### What this task involves
The lines to repeat run from the one containing "If you would be willing to indicate the chair armrest" through the last line of the records below; repeat them exactly and give nothing more.

### Data provided

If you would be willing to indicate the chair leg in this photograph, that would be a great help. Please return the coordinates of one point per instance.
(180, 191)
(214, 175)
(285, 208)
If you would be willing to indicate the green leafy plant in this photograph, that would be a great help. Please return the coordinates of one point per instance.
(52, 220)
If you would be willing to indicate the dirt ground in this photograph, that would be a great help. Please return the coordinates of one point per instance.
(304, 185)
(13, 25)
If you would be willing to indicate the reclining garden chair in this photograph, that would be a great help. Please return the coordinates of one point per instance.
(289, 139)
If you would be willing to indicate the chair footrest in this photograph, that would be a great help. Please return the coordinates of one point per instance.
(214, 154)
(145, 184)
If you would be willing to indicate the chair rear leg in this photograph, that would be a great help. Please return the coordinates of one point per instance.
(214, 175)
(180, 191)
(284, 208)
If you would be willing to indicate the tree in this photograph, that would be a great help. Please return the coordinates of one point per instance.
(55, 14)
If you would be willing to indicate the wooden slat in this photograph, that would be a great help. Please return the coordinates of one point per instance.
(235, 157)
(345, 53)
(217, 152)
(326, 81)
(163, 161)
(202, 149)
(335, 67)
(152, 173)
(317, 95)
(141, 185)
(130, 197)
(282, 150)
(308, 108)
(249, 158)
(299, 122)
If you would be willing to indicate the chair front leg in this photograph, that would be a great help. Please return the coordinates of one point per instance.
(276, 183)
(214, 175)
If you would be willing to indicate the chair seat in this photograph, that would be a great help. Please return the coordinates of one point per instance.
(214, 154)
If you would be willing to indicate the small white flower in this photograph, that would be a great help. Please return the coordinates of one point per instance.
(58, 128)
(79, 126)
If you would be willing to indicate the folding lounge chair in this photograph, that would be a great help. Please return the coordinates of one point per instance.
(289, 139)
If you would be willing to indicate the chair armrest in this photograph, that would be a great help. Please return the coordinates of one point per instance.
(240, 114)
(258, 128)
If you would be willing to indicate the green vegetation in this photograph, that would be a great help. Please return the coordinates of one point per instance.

### The completed task
If you would be willing to indicate the chair armrest in this photograph, that would be a great help. Please return the coordinates of one point per instance.
(240, 114)
(258, 128)
If you would be willing to indicate the green vegetation in this photograph, that would be a great help. Please return the coordinates of one point per instance.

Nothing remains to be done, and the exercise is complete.